Brano da leggere:
════════

Una ragazza sulla spiaggia di San Sebastian, nei Paesi Baschi (cr. A.P. Mario Wikimedia commons)

Circa 7-8.000 anni fa si verificò un problema di questo tipo con il cromosoma Y, proprio perché più fragile: un improvviso impoverimento, biologicamente definito “collo di bottiglia”, fu determinato da un drastico dimezzamento del numero dei maschi presenti sulla terra, (ne rimasero poche centinaia di migliaia), a causa di epidemie e di scontri violenti tra i clan.  Si rischiò l’estinzione della specie.

Il sesso biologico è utile come generatore di diversità grazie ai rimescolamenti fra i geni, con procreazione di figli geneticamente simili ma non identici. In caso contrario nascerebbero, di generazione in generazione, sempre più figli-cloni, di certo meno resistenti alle malattie. La diversità biologica è come una assicurazione sulla vita perché migliora l’efficacia del sistema immunitario.                                                          


Una studentessa impegnata sui libri (cr. StarDream 23 Wikimedia commons)

Non si tratta di una diversità tra i gruppi territoriali, o tra i cittadini delle nazioni o tra le razze umane (e ricordo che esiste solo una razza umana). È una diversità fra gli individui. Ogni uomo è un esperimento geneticamente unico di sé, con un mosaico di piccole differenze rispetto a tutti gli altri individui. In natura contano più le differenze individuali che quelle, piccolissime, tra le comunità nazionali di appartenenza. Siamo, in fondo, tutti parenti e tutti unici, con l’eccezione dei gemelli monovulari, cioè nati dallo stesso ovulo. 


Sarte al lavoro in Kazakhstan (Wikimedia commons)

La socialità, intesa come la consuetudine a vivere in comunità più o meno ampie, fonte principale della formazione delle identità dei singoli individui, e l’abitudine a pensare secondo un “noi” collettivo, sono andate evolvendosi nel nostro cervello nei millenni, per cui siamo sopravvissuti fino ad oggi, originati da quei remoti progenitori Homo Sapiens che hanno saputo sviluppare al meglio la capacità di organizzazione e coesione sociale. La coppia maschio/femmina, stabile anche nella cura e nella crescita della prole, ha favorito questa coesione, in quanto vantaggiosa per la sopravvivenza della specie umana.


Dipendente di un supermercato al lavoro (cr. Alpina8 Wikimedia commons)

════════

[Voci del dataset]
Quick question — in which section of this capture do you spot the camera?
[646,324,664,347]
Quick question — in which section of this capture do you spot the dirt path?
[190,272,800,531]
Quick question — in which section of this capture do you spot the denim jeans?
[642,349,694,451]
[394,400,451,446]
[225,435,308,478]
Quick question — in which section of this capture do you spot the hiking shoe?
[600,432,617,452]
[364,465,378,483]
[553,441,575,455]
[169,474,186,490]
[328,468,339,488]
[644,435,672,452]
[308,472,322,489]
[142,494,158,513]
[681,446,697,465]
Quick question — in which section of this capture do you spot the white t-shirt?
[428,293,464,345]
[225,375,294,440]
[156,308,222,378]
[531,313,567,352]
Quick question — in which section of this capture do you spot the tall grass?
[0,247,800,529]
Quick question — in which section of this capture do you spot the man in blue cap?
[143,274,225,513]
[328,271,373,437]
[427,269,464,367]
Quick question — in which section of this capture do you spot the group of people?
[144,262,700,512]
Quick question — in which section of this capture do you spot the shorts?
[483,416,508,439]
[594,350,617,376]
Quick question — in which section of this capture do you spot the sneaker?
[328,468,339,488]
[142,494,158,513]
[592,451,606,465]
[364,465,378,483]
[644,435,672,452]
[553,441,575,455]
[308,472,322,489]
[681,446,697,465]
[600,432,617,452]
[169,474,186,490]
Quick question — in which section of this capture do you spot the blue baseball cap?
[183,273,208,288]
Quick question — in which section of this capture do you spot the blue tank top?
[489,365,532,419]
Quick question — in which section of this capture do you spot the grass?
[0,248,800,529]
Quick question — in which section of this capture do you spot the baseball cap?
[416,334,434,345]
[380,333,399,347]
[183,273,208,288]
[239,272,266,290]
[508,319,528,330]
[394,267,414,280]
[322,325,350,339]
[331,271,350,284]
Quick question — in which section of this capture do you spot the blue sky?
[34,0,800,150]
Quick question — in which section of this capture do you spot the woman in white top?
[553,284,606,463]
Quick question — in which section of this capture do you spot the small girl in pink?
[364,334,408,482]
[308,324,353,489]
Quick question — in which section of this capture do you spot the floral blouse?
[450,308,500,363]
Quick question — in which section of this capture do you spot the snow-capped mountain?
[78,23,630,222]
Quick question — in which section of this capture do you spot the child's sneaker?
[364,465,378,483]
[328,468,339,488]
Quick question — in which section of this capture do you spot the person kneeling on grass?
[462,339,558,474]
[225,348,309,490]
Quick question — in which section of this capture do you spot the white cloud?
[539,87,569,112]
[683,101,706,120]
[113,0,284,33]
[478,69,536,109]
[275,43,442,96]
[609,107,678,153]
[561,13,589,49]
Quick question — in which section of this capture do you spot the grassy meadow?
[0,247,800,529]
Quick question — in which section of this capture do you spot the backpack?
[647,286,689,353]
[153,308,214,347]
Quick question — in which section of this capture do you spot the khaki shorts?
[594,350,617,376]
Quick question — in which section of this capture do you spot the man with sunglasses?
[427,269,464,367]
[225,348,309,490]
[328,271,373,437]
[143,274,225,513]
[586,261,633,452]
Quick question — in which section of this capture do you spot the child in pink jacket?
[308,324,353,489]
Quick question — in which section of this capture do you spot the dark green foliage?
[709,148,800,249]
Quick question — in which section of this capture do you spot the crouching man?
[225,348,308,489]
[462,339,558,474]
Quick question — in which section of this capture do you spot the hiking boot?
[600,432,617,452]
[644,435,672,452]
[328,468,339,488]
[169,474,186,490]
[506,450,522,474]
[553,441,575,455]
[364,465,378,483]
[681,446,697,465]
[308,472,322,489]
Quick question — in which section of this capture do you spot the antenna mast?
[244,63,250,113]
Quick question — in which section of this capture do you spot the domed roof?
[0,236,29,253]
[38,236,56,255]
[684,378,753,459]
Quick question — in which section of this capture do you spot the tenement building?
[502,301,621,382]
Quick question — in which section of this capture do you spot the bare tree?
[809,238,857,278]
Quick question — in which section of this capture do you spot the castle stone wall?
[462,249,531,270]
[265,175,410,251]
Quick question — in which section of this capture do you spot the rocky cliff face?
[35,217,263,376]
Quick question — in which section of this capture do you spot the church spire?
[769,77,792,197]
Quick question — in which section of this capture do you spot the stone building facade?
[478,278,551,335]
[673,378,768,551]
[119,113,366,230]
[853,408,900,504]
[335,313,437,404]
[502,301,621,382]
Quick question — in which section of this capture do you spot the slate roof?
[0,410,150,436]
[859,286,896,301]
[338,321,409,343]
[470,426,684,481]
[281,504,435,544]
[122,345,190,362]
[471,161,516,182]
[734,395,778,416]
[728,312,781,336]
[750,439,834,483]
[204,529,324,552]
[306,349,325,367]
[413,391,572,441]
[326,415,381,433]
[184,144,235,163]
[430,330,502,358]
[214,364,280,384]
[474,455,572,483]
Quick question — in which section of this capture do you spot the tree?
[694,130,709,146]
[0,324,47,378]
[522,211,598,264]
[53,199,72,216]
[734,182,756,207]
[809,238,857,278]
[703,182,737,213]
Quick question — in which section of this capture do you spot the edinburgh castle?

════════

Domande:
• a. Secondo il brano, quanti anni fa si è verificato il "collo di bottiglia" legato al cromosoma Y?
• b. Ricopia dal brano il passo che inizia con "Non si tratta" e finisce con "dallo stesso ovulo.".

Risposte dell'esercizio:
• a. Circa 7-8.000 anni fa.

• b.
Non si tratta di una diversità tra i gruppi territoriali, o tra i cittadini delle nazioni o tra le razze umane (e ricordo che esiste solo una razza umana). È una diversità fra gli individui. Ogni uomo è un esperimento geneticamente unico di sé, con un mosaico di piccole differenze rispetto a tutti gli altri individui. In natura contano più le differenze individuali che quelle, piccolissime, tra le comunità nazionali di appartenenza. Siamo, in fondo, tutti parenti e tutti unici, con l’eccezione dei gemelli monovulari, cioè nati dallo stesso ovulo.